### Selected text
=== Section Start ===

Africa-Press – South-Africa. South African companies and households are forced to pay for government services, which are often unreliable and of poor quality, as well as invest in private-sector alternatives for these services.
This includes water, electricity, waste removal, security, education, and healthcare – services the government is constitutionally obligated to provide.
Investec Corporate and Investment Banking’s head of infrastructure, Bukiwe Pantshi, explained that, in response to government failures to provide water services, in particular, businesses have had to step up and provide their own.
“Companies increasingly self-provision by drilling boreholes, installing filtration systems and expanding storage capacity,” she said.
While understandable, Pantshi said this is not a national solution. “Businesses cannot and should not replace the government’s constitutional duty to deliver basic services,” she said.
She pointed out that this is not only a problem because the government has a constitutional duty to provide these services, but also because outsourcing to the private sector widens South Africa’s inequality gap.
“This trend is widening the gap between those who can afford resilience and those who cannot,” she said.
“We saw the same phenomenon during the peak of the energy crisis – those who could afford to install solar systems did so out of necessity, while the rest of the citizens and businesses were left behind.”
Pantshi explained that, while the private sector can play a constructive role, this should be done in collaboration, not in competition, with the government.
She said it can only work within a framework that is “transparent, accountable and tied to measurable improvement”.

=== Section End ===

### Work to be completed
Rewrite the article on paying for unreliable government services, everything from "This includes water, electricity, waste" down to "provide their own.", substituting "medical care" for "healthcare".

### Data shown
=== Section Start ===

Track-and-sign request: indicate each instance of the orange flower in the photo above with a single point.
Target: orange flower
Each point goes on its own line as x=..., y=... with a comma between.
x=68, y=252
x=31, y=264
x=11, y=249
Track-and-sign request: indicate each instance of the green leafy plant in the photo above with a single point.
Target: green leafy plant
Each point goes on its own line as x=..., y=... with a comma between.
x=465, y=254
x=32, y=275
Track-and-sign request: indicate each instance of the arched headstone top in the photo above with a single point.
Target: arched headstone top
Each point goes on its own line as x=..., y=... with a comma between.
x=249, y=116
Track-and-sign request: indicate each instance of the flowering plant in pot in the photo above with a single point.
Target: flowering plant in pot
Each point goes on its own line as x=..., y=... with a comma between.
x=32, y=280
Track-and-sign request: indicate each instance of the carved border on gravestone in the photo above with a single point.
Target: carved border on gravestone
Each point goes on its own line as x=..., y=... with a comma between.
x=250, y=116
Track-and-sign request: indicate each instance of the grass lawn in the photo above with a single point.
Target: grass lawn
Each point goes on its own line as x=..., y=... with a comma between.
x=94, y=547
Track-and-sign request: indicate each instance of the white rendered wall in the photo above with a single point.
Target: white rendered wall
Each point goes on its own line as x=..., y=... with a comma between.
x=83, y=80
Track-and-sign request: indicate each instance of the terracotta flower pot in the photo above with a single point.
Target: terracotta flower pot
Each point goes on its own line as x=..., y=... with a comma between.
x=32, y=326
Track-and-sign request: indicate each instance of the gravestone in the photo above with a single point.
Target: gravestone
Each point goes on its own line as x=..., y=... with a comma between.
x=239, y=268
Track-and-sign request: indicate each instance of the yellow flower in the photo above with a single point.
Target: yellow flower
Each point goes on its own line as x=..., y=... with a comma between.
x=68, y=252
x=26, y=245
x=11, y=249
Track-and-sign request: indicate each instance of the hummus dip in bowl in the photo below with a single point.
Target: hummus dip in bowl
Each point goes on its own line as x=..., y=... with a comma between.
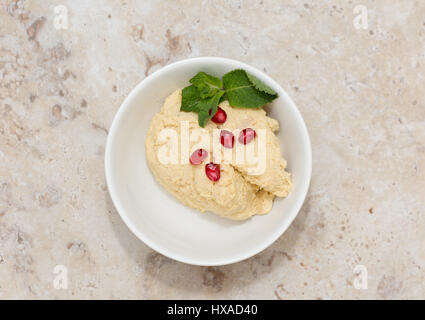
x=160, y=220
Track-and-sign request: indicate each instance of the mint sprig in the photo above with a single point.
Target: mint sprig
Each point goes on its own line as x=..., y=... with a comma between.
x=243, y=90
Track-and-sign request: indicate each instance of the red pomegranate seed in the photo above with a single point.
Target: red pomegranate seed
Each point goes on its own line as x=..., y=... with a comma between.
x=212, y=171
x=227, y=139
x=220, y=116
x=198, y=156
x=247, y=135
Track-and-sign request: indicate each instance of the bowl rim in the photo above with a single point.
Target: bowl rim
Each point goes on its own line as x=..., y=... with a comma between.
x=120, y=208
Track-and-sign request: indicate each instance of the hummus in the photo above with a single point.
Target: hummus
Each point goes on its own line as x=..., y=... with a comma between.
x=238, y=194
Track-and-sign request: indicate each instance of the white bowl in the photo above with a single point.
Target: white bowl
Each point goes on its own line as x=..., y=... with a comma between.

=== Section End ===
=== Section Start ===

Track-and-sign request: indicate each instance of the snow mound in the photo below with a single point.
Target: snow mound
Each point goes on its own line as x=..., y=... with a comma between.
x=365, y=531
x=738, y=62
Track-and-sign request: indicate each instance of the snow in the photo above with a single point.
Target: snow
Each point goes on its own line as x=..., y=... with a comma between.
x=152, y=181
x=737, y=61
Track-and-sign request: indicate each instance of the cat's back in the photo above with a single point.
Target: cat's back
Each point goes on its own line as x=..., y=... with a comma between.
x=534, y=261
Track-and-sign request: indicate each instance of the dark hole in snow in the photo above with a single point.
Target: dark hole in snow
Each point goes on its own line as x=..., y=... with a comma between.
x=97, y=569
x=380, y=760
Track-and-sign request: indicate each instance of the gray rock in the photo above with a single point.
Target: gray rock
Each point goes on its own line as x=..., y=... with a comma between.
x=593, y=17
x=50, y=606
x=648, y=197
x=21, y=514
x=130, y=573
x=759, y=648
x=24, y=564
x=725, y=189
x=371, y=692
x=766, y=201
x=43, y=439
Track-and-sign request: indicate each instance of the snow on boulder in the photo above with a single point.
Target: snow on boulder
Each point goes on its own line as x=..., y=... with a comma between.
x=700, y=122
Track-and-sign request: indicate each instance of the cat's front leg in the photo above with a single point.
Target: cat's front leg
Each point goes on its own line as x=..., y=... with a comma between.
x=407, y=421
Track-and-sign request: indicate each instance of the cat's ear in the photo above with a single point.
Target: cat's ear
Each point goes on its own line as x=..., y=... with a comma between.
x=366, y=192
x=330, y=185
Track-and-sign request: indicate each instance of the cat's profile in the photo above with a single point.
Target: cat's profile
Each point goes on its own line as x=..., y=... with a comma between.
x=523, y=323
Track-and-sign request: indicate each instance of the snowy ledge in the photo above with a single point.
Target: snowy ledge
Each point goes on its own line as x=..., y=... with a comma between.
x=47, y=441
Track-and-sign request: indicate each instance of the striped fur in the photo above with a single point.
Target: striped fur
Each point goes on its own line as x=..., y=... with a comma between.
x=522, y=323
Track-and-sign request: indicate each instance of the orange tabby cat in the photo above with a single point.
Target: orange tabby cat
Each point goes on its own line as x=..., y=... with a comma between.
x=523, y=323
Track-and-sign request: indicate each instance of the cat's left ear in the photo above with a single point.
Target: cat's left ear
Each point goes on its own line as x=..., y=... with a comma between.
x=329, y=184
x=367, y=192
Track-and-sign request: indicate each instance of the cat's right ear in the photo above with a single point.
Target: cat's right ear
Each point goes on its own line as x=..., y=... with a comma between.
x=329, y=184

=== Section End ===

### Solved problem
This includes water, electricity, waste removal, security, education, and medical care – services the government is constitutionally obligated to provide.
Investec Corporate and Investment Banking’s head of infrastructure, Bukiwe Pantshi, explained that, in response to government failures to provide water services, in particular, businesses have had to step up and provide their own.